Exercise material:
** Begin **
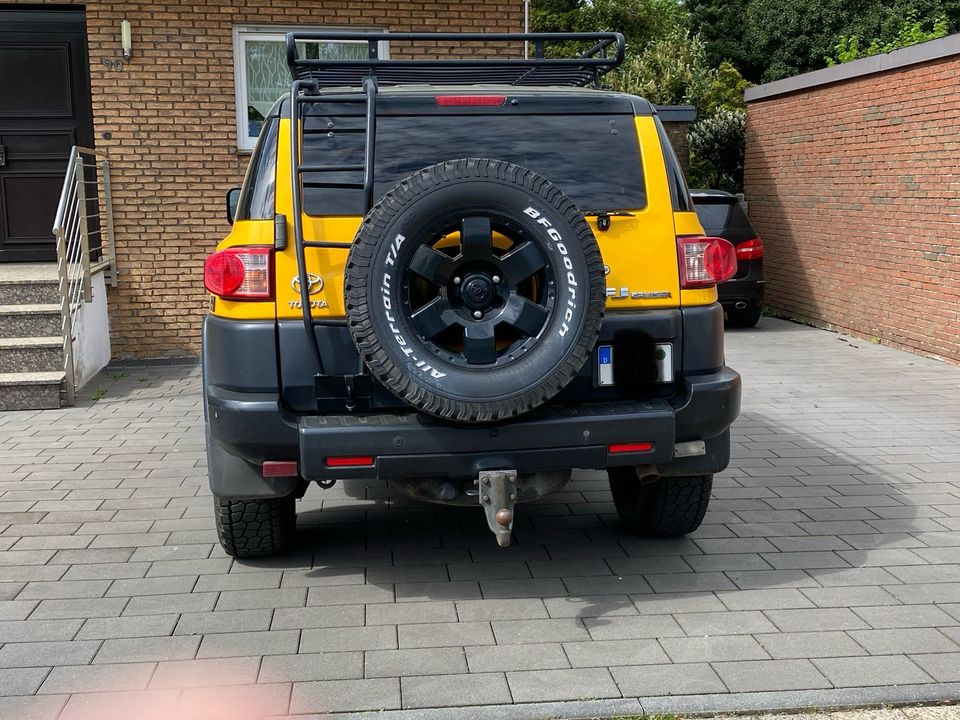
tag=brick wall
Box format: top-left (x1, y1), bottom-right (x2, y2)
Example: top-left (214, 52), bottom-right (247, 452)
top-left (745, 48), bottom-right (960, 362)
top-left (0, 0), bottom-right (523, 357)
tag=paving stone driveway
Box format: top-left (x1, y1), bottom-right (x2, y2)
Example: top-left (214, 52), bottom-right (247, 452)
top-left (0, 318), bottom-right (960, 720)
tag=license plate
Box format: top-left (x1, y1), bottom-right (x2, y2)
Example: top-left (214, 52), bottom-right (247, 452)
top-left (597, 343), bottom-right (673, 387)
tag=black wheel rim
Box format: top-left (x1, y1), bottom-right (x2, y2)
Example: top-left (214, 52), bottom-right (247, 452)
top-left (402, 214), bottom-right (556, 368)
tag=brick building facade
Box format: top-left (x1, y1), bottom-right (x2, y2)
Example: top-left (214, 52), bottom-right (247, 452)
top-left (745, 35), bottom-right (960, 362)
top-left (0, 0), bottom-right (524, 357)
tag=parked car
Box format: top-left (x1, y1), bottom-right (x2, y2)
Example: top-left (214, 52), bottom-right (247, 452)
top-left (203, 32), bottom-right (740, 557)
top-left (690, 190), bottom-right (766, 327)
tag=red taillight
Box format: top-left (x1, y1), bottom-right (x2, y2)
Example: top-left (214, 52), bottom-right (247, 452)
top-left (607, 443), bottom-right (653, 455)
top-left (203, 247), bottom-right (273, 300)
top-left (327, 455), bottom-right (373, 467)
top-left (677, 237), bottom-right (737, 288)
top-left (435, 95), bottom-right (507, 107)
top-left (737, 238), bottom-right (763, 260)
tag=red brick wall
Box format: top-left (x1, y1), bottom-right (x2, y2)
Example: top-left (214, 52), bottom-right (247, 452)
top-left (745, 56), bottom-right (960, 362)
top-left (0, 0), bottom-right (523, 357)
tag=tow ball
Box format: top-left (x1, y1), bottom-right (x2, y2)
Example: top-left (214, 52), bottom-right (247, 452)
top-left (477, 470), bottom-right (517, 547)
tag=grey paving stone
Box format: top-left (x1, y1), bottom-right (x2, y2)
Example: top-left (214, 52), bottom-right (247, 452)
top-left (813, 655), bottom-right (931, 687)
top-left (496, 618), bottom-right (590, 645)
top-left (464, 643), bottom-right (570, 673)
top-left (40, 662), bottom-right (155, 694)
top-left (0, 667), bottom-right (50, 696)
top-left (123, 593), bottom-right (217, 615)
top-left (217, 588), bottom-right (307, 610)
top-left (400, 673), bottom-right (511, 708)
top-left (507, 668), bottom-right (620, 702)
top-left (300, 625), bottom-right (397, 653)
top-left (855, 605), bottom-right (957, 629)
top-left (77, 615), bottom-right (177, 640)
top-left (148, 657), bottom-right (260, 689)
top-left (676, 610), bottom-right (785, 636)
top-left (713, 660), bottom-right (831, 693)
top-left (850, 627), bottom-right (960, 655)
top-left (767, 608), bottom-right (867, 632)
top-left (0, 620), bottom-right (83, 643)
top-left (366, 601), bottom-right (460, 625)
top-left (290, 678), bottom-right (400, 714)
top-left (664, 635), bottom-right (770, 664)
top-left (564, 638), bottom-right (673, 670)
top-left (458, 598), bottom-right (549, 621)
top-left (909, 648), bottom-right (960, 682)
top-left (610, 663), bottom-right (726, 697)
top-left (272, 605), bottom-right (370, 630)
top-left (197, 630), bottom-right (300, 658)
top-left (0, 640), bottom-right (100, 668)
top-left (755, 631), bottom-right (867, 659)
top-left (366, 647), bottom-right (467, 679)
top-left (583, 615), bottom-right (684, 640)
top-left (94, 637), bottom-right (200, 663)
top-left (174, 609), bottom-right (273, 635)
top-left (397, 621), bottom-right (492, 649)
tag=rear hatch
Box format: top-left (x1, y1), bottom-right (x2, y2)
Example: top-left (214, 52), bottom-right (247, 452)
top-left (276, 87), bottom-right (679, 412)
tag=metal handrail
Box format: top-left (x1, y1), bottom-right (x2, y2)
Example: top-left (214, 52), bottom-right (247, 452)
top-left (53, 145), bottom-right (117, 405)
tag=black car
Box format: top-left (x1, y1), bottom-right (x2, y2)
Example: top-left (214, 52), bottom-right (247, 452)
top-left (690, 190), bottom-right (766, 327)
** End **
Directions for this task:
Print all of the entries above word for word, leaving out the pictures.

Result of the exercise:
tag=brick wall
Box format: top-left (x1, y1), bottom-right (x2, y2)
Example: top-left (214, 52), bottom-right (247, 452)
top-left (745, 48), bottom-right (960, 362)
top-left (0, 0), bottom-right (523, 357)
tag=paving stone driveway
Box format: top-left (x1, y1), bottom-right (x2, y2)
Example: top-left (214, 52), bottom-right (247, 452)
top-left (0, 318), bottom-right (960, 720)
tag=license plate
Box format: top-left (x1, y1), bottom-right (x2, y2)
Example: top-left (214, 52), bottom-right (247, 452)
top-left (597, 343), bottom-right (673, 387)
tag=black wheel rim
Box format: top-left (x1, y1), bottom-right (x2, y2)
Example: top-left (214, 52), bottom-right (247, 452)
top-left (402, 214), bottom-right (556, 368)
tag=brick building facade
Box format: top-left (x1, y1), bottom-right (x2, y2)
Example: top-left (214, 52), bottom-right (247, 452)
top-left (745, 35), bottom-right (960, 362)
top-left (0, 0), bottom-right (524, 357)
tag=parked car
Box format: top-left (x1, y1), bottom-right (x2, y2)
Example: top-left (214, 52), bottom-right (247, 452)
top-left (203, 32), bottom-right (740, 557)
top-left (690, 190), bottom-right (766, 327)
tag=red taillight
Box format: top-left (x1, y1), bottom-right (x2, y2)
Example: top-left (214, 52), bottom-right (247, 452)
top-left (607, 443), bottom-right (653, 455)
top-left (203, 247), bottom-right (273, 300)
top-left (327, 455), bottom-right (373, 467)
top-left (677, 237), bottom-right (737, 288)
top-left (435, 95), bottom-right (507, 107)
top-left (737, 238), bottom-right (763, 260)
tag=red brick wall
Box format: top-left (x1, y1), bottom-right (x2, y2)
Example: top-left (214, 52), bottom-right (247, 452)
top-left (745, 56), bottom-right (960, 362)
top-left (0, 0), bottom-right (523, 357)
tag=tow ball
Box format: top-left (x1, y1), bottom-right (x2, y2)
Example: top-left (214, 52), bottom-right (247, 452)
top-left (477, 470), bottom-right (517, 547)
tag=grey paving stone
Box format: top-left (x1, y1), bottom-right (x2, y2)
Example: top-left (214, 52), bottom-right (247, 452)
top-left (813, 655), bottom-right (931, 687)
top-left (496, 618), bottom-right (590, 645)
top-left (464, 643), bottom-right (570, 673)
top-left (40, 662), bottom-right (155, 694)
top-left (0, 667), bottom-right (50, 696)
top-left (123, 593), bottom-right (217, 615)
top-left (217, 588), bottom-right (307, 610)
top-left (400, 673), bottom-right (511, 708)
top-left (507, 668), bottom-right (620, 702)
top-left (300, 625), bottom-right (397, 653)
top-left (855, 605), bottom-right (957, 629)
top-left (77, 615), bottom-right (177, 640)
top-left (148, 657), bottom-right (260, 689)
top-left (676, 610), bottom-right (785, 636)
top-left (713, 660), bottom-right (831, 693)
top-left (850, 627), bottom-right (960, 655)
top-left (767, 608), bottom-right (867, 632)
top-left (0, 620), bottom-right (83, 643)
top-left (366, 601), bottom-right (460, 625)
top-left (290, 678), bottom-right (400, 714)
top-left (664, 635), bottom-right (770, 664)
top-left (564, 638), bottom-right (673, 670)
top-left (458, 598), bottom-right (549, 621)
top-left (909, 648), bottom-right (960, 682)
top-left (610, 663), bottom-right (726, 697)
top-left (272, 605), bottom-right (370, 630)
top-left (197, 630), bottom-right (300, 658)
top-left (0, 640), bottom-right (100, 668)
top-left (755, 631), bottom-right (867, 659)
top-left (366, 647), bottom-right (467, 679)
top-left (583, 615), bottom-right (684, 640)
top-left (94, 637), bottom-right (200, 663)
top-left (174, 609), bottom-right (273, 635)
top-left (397, 621), bottom-right (492, 649)
tag=rear hatch
Box format: top-left (x1, y1), bottom-right (x2, y2)
Example: top-left (214, 52), bottom-right (247, 452)
top-left (276, 87), bottom-right (679, 412)
tag=metal handrail
Box format: top-left (x1, y1), bottom-right (x2, y2)
Example: top-left (214, 52), bottom-right (247, 452)
top-left (53, 145), bottom-right (117, 405)
tag=black car
Box format: top-left (x1, y1), bottom-right (x2, y2)
Example: top-left (214, 52), bottom-right (247, 452)
top-left (690, 190), bottom-right (766, 327)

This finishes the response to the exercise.